Short task:
Convert the items below into a two-column CSV with the header instruction,result and one row per item. Put each item's text in the instruction field and its answer in the result field, enclose every field in double quotes, and replace any line breaks with spaces.

[BEGIN Records for the exercise]

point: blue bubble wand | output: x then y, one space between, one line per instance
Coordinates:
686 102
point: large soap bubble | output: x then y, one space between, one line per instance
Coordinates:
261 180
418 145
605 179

[END Records for the exercise]

Worked answer:
instruction,result
"point: blue bubble wand | output: x then y, one space between, one line per instance Coordinates:","686 102"
"point: large soap bubble | output: x then y, one space between, one line per instance Coordinates:","261 180 418 145 605 179"